[A run of items]
_ _ _ _ _ _ _

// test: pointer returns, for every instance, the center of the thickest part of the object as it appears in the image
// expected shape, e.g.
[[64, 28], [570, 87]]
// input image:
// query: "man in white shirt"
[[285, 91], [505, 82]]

_ _ _ _ _ _ _

• _WHAT IS REQUIRED_: Please copy the items above word for word, keeping every line as it appears.

• _THE RESPONSE_:
// test: pointer returns, for every instance, the center of the thickest part of the object as it appears in the image
// expected shape, e.g.
[[64, 28], [570, 87]]
// input image:
// query: "man in white shirt"
[[285, 91], [505, 82]]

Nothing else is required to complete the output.